## TASK DETAILS
Images do not belong in the copy. Retype all the entries below exactly.

Natural-language object grounding data

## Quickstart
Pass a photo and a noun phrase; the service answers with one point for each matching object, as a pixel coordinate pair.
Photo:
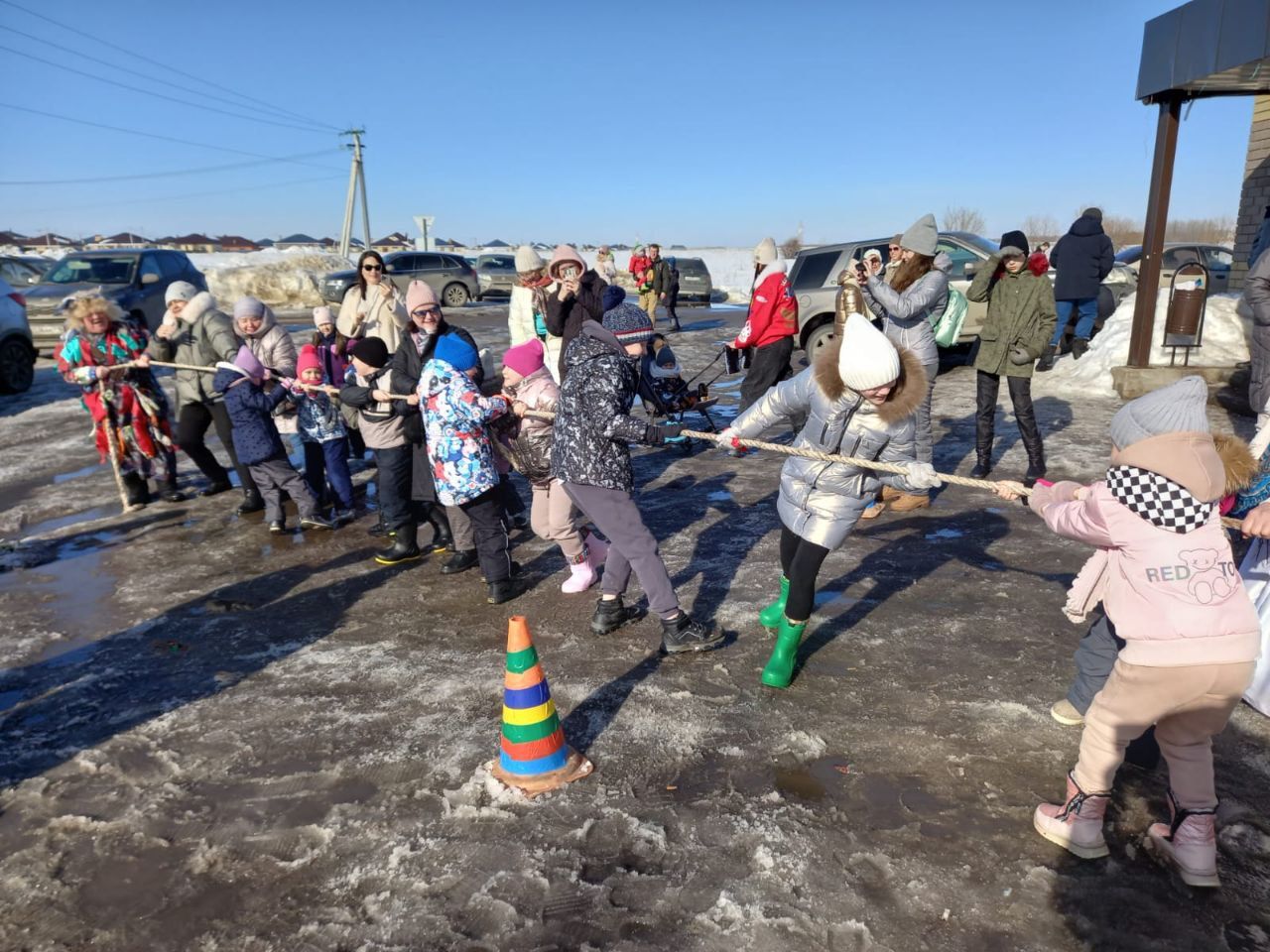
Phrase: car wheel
(818, 339)
(17, 366)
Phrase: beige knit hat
(867, 358)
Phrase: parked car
(21, 272)
(1216, 258)
(813, 281)
(17, 352)
(135, 281)
(495, 276)
(449, 276)
(695, 282)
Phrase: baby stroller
(666, 395)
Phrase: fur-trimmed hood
(905, 398)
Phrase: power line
(155, 135)
(125, 68)
(194, 194)
(159, 95)
(164, 175)
(163, 64)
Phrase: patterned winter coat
(454, 417)
(250, 409)
(530, 440)
(593, 426)
(822, 502)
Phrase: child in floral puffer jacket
(454, 417)
(322, 433)
(1166, 578)
(529, 382)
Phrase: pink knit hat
(308, 359)
(420, 295)
(525, 358)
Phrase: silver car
(813, 281)
(17, 352)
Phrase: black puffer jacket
(407, 367)
(566, 317)
(593, 424)
(1082, 258)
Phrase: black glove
(657, 434)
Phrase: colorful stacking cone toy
(535, 757)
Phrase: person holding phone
(578, 296)
(372, 307)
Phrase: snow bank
(1225, 343)
(286, 278)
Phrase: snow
(1224, 344)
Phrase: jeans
(329, 461)
(1087, 312)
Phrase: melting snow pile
(1224, 344)
(285, 278)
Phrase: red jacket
(638, 266)
(772, 309)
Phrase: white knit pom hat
(867, 358)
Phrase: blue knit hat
(456, 352)
(629, 324)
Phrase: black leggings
(801, 561)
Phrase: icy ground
(218, 740)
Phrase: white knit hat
(527, 259)
(867, 358)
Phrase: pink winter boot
(1189, 844)
(581, 576)
(1076, 825)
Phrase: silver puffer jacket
(822, 502)
(907, 313)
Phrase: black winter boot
(1047, 358)
(683, 634)
(137, 489)
(611, 615)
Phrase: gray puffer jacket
(203, 338)
(907, 313)
(822, 502)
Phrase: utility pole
(356, 182)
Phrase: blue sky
(712, 122)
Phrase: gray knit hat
(180, 291)
(921, 236)
(1178, 408)
(629, 322)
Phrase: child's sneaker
(1076, 824)
(1189, 844)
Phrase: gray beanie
(629, 322)
(921, 236)
(180, 291)
(1179, 408)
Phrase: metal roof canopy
(1201, 50)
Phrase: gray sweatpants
(275, 475)
(630, 546)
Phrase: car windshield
(93, 271)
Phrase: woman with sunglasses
(372, 307)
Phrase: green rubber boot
(771, 616)
(780, 666)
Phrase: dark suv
(449, 276)
(135, 281)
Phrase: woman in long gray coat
(860, 398)
(917, 293)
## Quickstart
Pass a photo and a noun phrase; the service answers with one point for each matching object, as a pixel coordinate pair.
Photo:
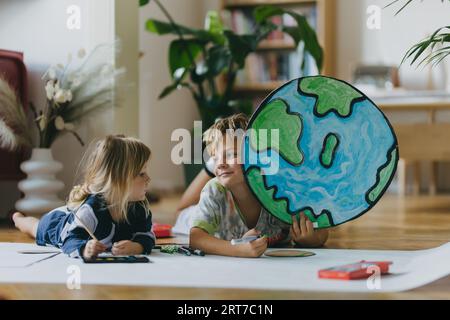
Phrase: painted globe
(320, 146)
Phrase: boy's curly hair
(216, 132)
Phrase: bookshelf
(280, 50)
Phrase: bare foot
(25, 224)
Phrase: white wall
(38, 28)
(158, 118)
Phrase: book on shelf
(272, 66)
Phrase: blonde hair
(110, 170)
(219, 129)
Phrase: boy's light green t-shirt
(219, 215)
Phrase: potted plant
(435, 43)
(200, 58)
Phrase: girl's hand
(93, 248)
(252, 249)
(303, 232)
(126, 248)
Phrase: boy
(228, 209)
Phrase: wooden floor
(395, 223)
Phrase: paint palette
(117, 259)
(318, 145)
(289, 253)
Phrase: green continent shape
(275, 116)
(331, 95)
(278, 207)
(383, 177)
(331, 142)
(322, 220)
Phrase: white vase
(41, 186)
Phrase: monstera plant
(438, 44)
(198, 58)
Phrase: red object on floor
(162, 230)
(358, 270)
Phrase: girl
(110, 203)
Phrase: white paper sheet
(10, 257)
(411, 269)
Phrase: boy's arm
(304, 235)
(77, 237)
(200, 239)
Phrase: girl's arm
(200, 239)
(75, 240)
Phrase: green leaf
(182, 54)
(214, 26)
(218, 59)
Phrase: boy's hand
(126, 248)
(252, 249)
(303, 232)
(93, 248)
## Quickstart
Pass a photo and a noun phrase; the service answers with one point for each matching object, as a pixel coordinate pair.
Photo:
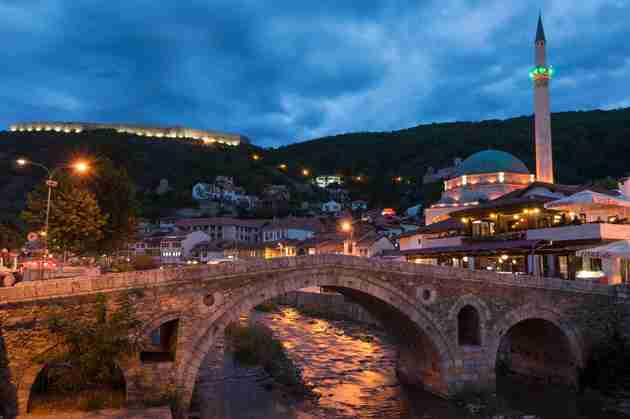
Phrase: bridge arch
(481, 311)
(210, 329)
(545, 330)
(30, 375)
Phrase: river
(351, 367)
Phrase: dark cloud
(284, 71)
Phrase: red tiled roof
(223, 221)
(301, 223)
(492, 246)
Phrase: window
(163, 343)
(596, 264)
(468, 326)
(483, 228)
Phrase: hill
(586, 146)
(183, 163)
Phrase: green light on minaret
(541, 72)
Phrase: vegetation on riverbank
(254, 344)
(81, 366)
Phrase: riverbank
(149, 413)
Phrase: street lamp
(348, 227)
(79, 166)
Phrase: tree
(92, 344)
(10, 236)
(76, 222)
(116, 196)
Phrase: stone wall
(206, 299)
(335, 304)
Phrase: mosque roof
(491, 161)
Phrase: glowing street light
(347, 227)
(79, 166)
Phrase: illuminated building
(176, 132)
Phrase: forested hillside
(587, 146)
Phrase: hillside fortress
(175, 132)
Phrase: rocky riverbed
(350, 368)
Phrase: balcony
(589, 231)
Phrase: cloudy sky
(284, 71)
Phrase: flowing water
(352, 369)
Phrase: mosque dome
(473, 196)
(491, 161)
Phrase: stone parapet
(37, 290)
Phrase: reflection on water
(352, 369)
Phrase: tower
(541, 76)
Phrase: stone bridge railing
(60, 288)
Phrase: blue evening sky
(284, 71)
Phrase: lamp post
(79, 166)
(348, 227)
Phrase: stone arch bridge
(468, 321)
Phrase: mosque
(490, 174)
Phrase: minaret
(541, 75)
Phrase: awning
(619, 249)
(491, 247)
(588, 200)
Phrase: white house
(324, 181)
(291, 228)
(414, 211)
(176, 248)
(369, 245)
(331, 207)
(358, 205)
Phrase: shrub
(143, 263)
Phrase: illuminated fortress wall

## COMPLETED TASK
## Quickstart
Pass a photo and a noun phrase; the service answers with one point for each matching object, as a pixel coordinate pair.
Photo:
Phrase: car wheel
(818, 339)
(17, 366)
Phrase: beige knit hat
(867, 358)
Phrase: parked car
(21, 272)
(1216, 258)
(813, 281)
(17, 352)
(135, 281)
(495, 276)
(449, 276)
(695, 282)
Phrase: baby stroller
(666, 395)
Phrase: fur-trimmed hood
(905, 398)
Phrase: power line
(155, 135)
(125, 68)
(194, 194)
(159, 95)
(164, 175)
(163, 64)
Phrase: patterned winter coat
(454, 417)
(250, 409)
(530, 440)
(593, 426)
(822, 502)
Phrase: child in floral puffer jacket
(454, 417)
(322, 433)
(1166, 578)
(529, 382)
Phrase: pink knit hat
(308, 359)
(420, 295)
(525, 358)
Phrase: silver car
(813, 281)
(17, 352)
Phrase: black puffer jacket
(407, 367)
(566, 317)
(593, 424)
(1082, 258)
Phrase: black glove
(657, 434)
Phrase: colorful stacking cone toy
(535, 757)
Phrase: person holding phone
(578, 296)
(372, 307)
Phrase: snow bank
(1225, 343)
(286, 278)
Phrase: snow
(1224, 344)
Phrase: jeans
(329, 461)
(1087, 312)
Phrase: melting snow pile
(1224, 344)
(285, 278)
Phrase: red jacket
(638, 266)
(772, 309)
Phrase: white knit pom hat
(867, 358)
Phrase: blue knit hat
(456, 352)
(629, 324)
Phrase: black leggings
(801, 561)
Phrase: icy ground
(218, 740)
Phrase: white knit hat
(527, 259)
(867, 358)
Phrase: pink winter boot
(1189, 844)
(581, 576)
(1076, 825)
Phrase: silver puffer jacket
(822, 502)
(907, 313)
Phrase: black winter boot
(1047, 358)
(683, 634)
(137, 489)
(611, 615)
Phrase: gray puffer jacket
(203, 338)
(907, 313)
(822, 502)
Phrase: utility pole
(356, 182)
Phrase: blue sky
(712, 122)
Phrase: gray knit hat
(180, 291)
(921, 236)
(1178, 408)
(629, 322)
Phrase: child's sneaker
(1076, 824)
(1189, 844)
Phrase: gray beanie
(629, 322)
(921, 236)
(180, 291)
(1179, 408)
Phrase: metal roof canopy
(1201, 50)
Phrase: gray sweatpants
(275, 475)
(630, 546)
Phrase: car windshield
(93, 271)
Phrase: woman with sunglasses
(372, 307)
Phrase: green rubber boot
(771, 616)
(780, 666)
Phrase: dark suv
(449, 276)
(135, 281)
Phrase: woman in long gray coat
(860, 398)
(917, 293)
## Quickstart
Pass a photo and a noun phrase; the service answers with one point for each matching object, as a pixel coordinate pair.
Photo:
Phrase: painted globe
(320, 146)
Phrase: boy's curly hair
(216, 132)
Phrase: bookshelf
(280, 50)
Phrase: bare foot
(25, 224)
Phrase: white wall
(38, 28)
(158, 118)
Phrase: book on shelf
(272, 66)
Phrase: blonde hair
(110, 170)
(219, 129)
Phrase: boy's light green t-shirt
(219, 215)
Phrase: potted plant
(435, 43)
(200, 58)
Phrase: girl's hand
(93, 248)
(252, 249)
(303, 232)
(126, 248)
Phrase: boy
(228, 209)
Phrase: wooden floor
(395, 223)
Phrase: paint palette
(117, 259)
(318, 145)
(289, 253)
Phrase: green continent shape
(275, 116)
(331, 95)
(278, 207)
(383, 177)
(331, 142)
(322, 220)
Phrase: white vase
(41, 186)
Phrase: monstera plant
(438, 44)
(198, 58)
Phrase: red object on floor
(162, 230)
(358, 270)
Phrase: girl
(110, 203)
Phrase: white paper sheet
(10, 257)
(411, 269)
Phrase: boy's arm
(304, 235)
(77, 237)
(200, 239)
Phrase: girl's arm
(200, 239)
(75, 240)
Phrase: green leaf
(182, 54)
(214, 26)
(218, 59)
Phrase: boy's hand
(126, 248)
(252, 249)
(303, 232)
(93, 248)
## Quickstart
Pass a photo and a noun phrase; the service answers with one point for each matching object, as a pixel coordinate pair.
Photo:
Phrase: bridge arch
(481, 311)
(210, 329)
(545, 330)
(30, 375)
Phrase: river
(351, 367)
Phrase: dark cloud
(284, 71)
Phrase: red tiled roof
(223, 221)
(301, 223)
(492, 246)
Phrase: window
(163, 343)
(596, 264)
(468, 326)
(483, 228)
Phrase: hill
(586, 146)
(183, 163)
Phrase: green light on minaret
(541, 72)
Phrase: vegetation on riverbank
(254, 344)
(81, 366)
Phrase: riverbank
(149, 413)
Phrase: street lamp
(348, 227)
(79, 166)
Phrase: tree
(92, 344)
(10, 236)
(76, 222)
(116, 196)
Phrase: stone wall
(206, 299)
(335, 304)
Phrase: mosque roof
(491, 161)
Phrase: glowing street light
(347, 227)
(79, 166)
Phrase: illuminated building
(176, 132)
Phrase: forested hillside
(587, 146)
Phrase: hillside fortress
(175, 132)
Phrase: rocky riverbed
(350, 368)
Phrase: balcony
(589, 231)
Phrase: cloudy sky
(284, 71)
Phrase: flowing water
(352, 369)
Phrase: mosque dome
(473, 196)
(491, 161)
Phrase: stone parapet
(37, 290)
Phrase: reflection on water
(352, 369)
Phrase: tower
(541, 76)
Phrase: stone bridge railing
(60, 288)
Phrase: blue evening sky
(284, 71)
Phrase: lamp post
(79, 166)
(348, 227)
Phrase: stone arch bridge
(468, 321)
Phrase: mosque
(490, 174)
Phrase: minaret
(541, 75)
Phrase: awning
(619, 249)
(491, 247)
(588, 200)
Phrase: white house
(324, 181)
(291, 228)
(414, 211)
(176, 248)
(369, 245)
(331, 207)
(358, 205)
Phrase: shrub
(143, 263)
Phrase: illuminated fortress wall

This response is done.